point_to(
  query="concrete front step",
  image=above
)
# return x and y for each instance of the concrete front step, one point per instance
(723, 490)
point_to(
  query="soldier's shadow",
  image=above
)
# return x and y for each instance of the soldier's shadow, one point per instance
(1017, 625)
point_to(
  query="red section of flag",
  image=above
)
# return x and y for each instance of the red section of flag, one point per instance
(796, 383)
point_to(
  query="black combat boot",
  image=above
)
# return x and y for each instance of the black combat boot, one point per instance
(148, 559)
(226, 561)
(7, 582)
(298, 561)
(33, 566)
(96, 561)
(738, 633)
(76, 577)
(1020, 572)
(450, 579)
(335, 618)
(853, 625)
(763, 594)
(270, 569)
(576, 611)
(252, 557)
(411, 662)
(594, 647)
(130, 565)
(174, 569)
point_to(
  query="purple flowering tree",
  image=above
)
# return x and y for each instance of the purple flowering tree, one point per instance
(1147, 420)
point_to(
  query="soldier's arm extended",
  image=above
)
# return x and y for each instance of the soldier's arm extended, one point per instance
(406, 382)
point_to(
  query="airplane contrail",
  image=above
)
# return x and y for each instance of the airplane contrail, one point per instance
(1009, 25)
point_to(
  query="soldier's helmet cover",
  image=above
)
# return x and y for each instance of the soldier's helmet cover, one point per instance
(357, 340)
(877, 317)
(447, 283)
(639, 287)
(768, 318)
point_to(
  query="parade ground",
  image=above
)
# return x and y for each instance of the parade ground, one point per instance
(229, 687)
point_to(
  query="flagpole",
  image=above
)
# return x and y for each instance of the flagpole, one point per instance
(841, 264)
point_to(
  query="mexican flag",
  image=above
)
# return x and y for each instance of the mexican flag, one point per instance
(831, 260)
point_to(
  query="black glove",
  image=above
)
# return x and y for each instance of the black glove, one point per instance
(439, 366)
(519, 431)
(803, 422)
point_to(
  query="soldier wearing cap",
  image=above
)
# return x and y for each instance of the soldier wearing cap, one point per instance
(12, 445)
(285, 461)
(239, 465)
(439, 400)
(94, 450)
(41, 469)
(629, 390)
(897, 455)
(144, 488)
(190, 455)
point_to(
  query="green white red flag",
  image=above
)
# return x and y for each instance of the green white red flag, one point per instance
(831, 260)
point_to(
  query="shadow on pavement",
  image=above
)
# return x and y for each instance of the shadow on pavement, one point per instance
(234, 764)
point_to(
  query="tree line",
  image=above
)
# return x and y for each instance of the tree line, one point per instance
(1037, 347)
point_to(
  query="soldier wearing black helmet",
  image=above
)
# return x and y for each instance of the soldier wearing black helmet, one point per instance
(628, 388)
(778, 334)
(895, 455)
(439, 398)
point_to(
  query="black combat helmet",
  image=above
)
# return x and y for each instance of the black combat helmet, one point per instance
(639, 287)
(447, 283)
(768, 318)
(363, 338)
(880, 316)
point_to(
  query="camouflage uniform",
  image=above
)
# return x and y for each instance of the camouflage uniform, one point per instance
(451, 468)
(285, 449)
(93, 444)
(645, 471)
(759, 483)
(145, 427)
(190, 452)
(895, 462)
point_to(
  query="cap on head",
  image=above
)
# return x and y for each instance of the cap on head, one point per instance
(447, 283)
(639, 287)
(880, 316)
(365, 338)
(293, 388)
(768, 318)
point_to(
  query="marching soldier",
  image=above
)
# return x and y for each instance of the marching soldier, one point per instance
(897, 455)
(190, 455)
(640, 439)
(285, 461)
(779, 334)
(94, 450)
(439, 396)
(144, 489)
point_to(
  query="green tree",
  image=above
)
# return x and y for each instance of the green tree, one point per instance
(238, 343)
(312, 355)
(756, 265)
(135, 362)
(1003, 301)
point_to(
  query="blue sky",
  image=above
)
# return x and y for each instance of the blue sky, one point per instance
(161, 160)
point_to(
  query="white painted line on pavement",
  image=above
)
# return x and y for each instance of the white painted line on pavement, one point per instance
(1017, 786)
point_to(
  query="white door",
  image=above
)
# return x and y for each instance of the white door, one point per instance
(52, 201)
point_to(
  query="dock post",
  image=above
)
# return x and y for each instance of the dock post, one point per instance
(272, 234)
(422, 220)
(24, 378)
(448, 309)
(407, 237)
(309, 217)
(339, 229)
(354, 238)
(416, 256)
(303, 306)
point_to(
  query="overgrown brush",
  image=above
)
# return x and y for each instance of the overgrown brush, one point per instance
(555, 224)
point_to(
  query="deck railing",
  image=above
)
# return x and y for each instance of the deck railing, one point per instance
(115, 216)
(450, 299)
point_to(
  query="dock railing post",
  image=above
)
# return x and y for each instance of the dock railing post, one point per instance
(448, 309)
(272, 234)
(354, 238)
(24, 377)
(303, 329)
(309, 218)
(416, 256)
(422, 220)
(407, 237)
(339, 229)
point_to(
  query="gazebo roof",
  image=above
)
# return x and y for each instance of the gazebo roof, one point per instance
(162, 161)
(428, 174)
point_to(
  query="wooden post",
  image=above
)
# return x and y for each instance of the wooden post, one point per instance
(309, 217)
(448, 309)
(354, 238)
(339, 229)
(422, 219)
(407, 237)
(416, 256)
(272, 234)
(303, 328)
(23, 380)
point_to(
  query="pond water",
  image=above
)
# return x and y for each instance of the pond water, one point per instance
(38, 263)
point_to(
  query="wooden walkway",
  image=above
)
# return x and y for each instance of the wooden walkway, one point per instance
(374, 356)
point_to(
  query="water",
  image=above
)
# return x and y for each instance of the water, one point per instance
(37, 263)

###

Instructions for the task: Restate every entry word for word.

Solution below:
point_to(
  query="concrete front step",
  image=above
)
# return x and y for each instance of the concrete front step, one point per instance
(723, 490)
point_to(
  query="soldier's shadow",
  image=above
)
# return x and y for each instance of the soldier's shadow, one point per instance
(1017, 625)
point_to(
  query="red section of flag",
  image=above
)
# return x and y for each instance of the red section of flag, one point per instance
(796, 383)
point_to(
  query="black combat boot",
  image=above
)
# return x and y for each instance of the black combat boot, one point per instance
(148, 559)
(226, 561)
(7, 582)
(298, 561)
(33, 566)
(96, 561)
(738, 633)
(76, 577)
(1020, 572)
(450, 579)
(335, 618)
(853, 625)
(763, 594)
(270, 569)
(576, 611)
(252, 557)
(411, 662)
(594, 647)
(130, 565)
(174, 569)
point_to(
  query="purple flowering tree",
  image=above
)
# return x and y for each instance of the purple flowering tree, one point per instance
(1147, 420)
point_to(
  query="soldier's arm extended",
  image=above
)
# return x and y for each instance of the soldier's arm extended, one point per instance
(406, 382)
point_to(
  query="airplane contrail",
  image=above
)
# return x and y for each instance of the airplane contrail, one point per instance
(1009, 25)
point_to(
  query="soldier's helmet cover",
  image=above
)
# return x and y for each instance of the soldier's helmet cover, one point per instance
(357, 340)
(877, 317)
(447, 283)
(639, 287)
(768, 318)
point_to(
  query="parade ground",
  image=above
)
# return x and y for each instance of the parade ground, one point per instance
(229, 687)
point_to(
  query="flagpole",
  image=above
)
# return x and y for each instance of the flagpole, one point per instance
(841, 264)
point_to(
  query="mexican flag",
  image=above
)
# return x and y for each instance of the mexican flag, one point per instance
(831, 260)
point_to(
  query="black glove",
  image=above
)
# return x and y for each instance of the black glove, one point per instance
(439, 366)
(519, 431)
(803, 422)
point_to(
  query="soldier wearing cap",
  image=above
)
# return x and y for each instance of the soldier wearing cap, one point per instance
(12, 445)
(285, 461)
(239, 465)
(439, 400)
(94, 450)
(41, 469)
(629, 390)
(897, 455)
(144, 488)
(190, 455)
point_to(
  query="green white red flag",
  image=above
)
# return x and y for each instance of the green white red flag, one point per instance
(831, 260)
point_to(
  query="shadow on pavement",
  image=above
)
# return x and y for each instance of the shadow on pavement, one point per instance
(234, 764)
point_to(
  query="tree line",
  image=above
)
# return x and y for each instance of the tree line, one point per instance
(1037, 347)
point_to(
  query="soldier wearing black helmet",
  image=above
)
# return x and y for each instance of the soldier wearing black helmet, one point per instance
(628, 388)
(778, 334)
(895, 455)
(439, 398)
point_to(
  query="black combat helmet",
  image=above
)
# return x and y for each instance of the black combat helmet, one point per instance
(639, 287)
(447, 283)
(768, 318)
(363, 338)
(880, 316)
point_to(
  query="camouflage uniform",
  image=above
)
# return x and y for each instance of the camouflage uniform, one point per instance
(451, 468)
(285, 449)
(93, 444)
(645, 471)
(759, 483)
(145, 427)
(190, 452)
(895, 462)
point_to(
  query="cap on head",
  image=above
)
# return x and y for each instance of the cap on head, one point per instance
(447, 283)
(639, 287)
(880, 316)
(365, 338)
(293, 388)
(768, 318)
point_to(
  query="marching soldier",
  image=above
)
# return x and y for each instance of the marching soldier, one point per instance
(897, 455)
(190, 455)
(640, 439)
(285, 461)
(779, 334)
(94, 450)
(439, 396)
(144, 489)
point_to(
  query="green tree",
  image=above
)
# return x and y for each instance of the green tree, one point per instance
(238, 343)
(312, 355)
(756, 265)
(135, 362)
(1003, 301)
point_to(
  query="blue sky",
  image=above
)
# return x and y for each instance of the blue sky, one point per instance
(161, 160)
point_to(
  query="white painted line on pavement",
  image=above
)
# return x and y for each instance of the white painted line on pavement, one point per instance
(1017, 786)
point_to(
  query="white door",
  image=above
)
# return x and y for each instance of the white door, one point per instance
(52, 201)
point_to(
  query="dock post",
  image=above
)
# return x and y for each instance of the dock post, one point per instance
(272, 234)
(422, 220)
(24, 378)
(448, 309)
(407, 237)
(309, 217)
(339, 229)
(354, 238)
(416, 256)
(303, 306)
point_to(
  query="overgrown brush",
  image=above
)
# return x and y for each instance of the overgrown brush, one point per instance
(555, 224)
point_to(
  query="deck railing",
  image=above
)
# return x and y for each instance of the deck railing, one point per instance
(115, 216)
(450, 299)
point_to(
  query="dock railing post",
  image=above
)
# return x and y for each instance of the dock railing post, one point per instance
(448, 309)
(272, 234)
(354, 238)
(24, 377)
(303, 329)
(309, 218)
(416, 256)
(422, 220)
(407, 237)
(339, 229)
point_to(
  query="gazebo roof",
  image=above
)
# return x and y for each instance of the gazebo roof, one point per instance
(162, 161)
(428, 174)
point_to(
  query="wooden post",
  image=above
)
# return x and y for each instance of the wooden post, one point per instance
(309, 217)
(448, 309)
(354, 238)
(339, 229)
(422, 219)
(407, 237)
(416, 256)
(272, 234)
(303, 328)
(23, 380)
point_to(
  query="pond water",
  image=above
)
# return x and y for each instance of the pond water, one point per instance
(38, 263)
point_to(
  query="wooden walkway",
  image=above
)
# return x and y for each instance of the wooden walkway, one point per instance
(374, 356)
point_to(
  query="water",
  image=above
)
# return x and y for each instance of the water, one point per instance
(37, 263)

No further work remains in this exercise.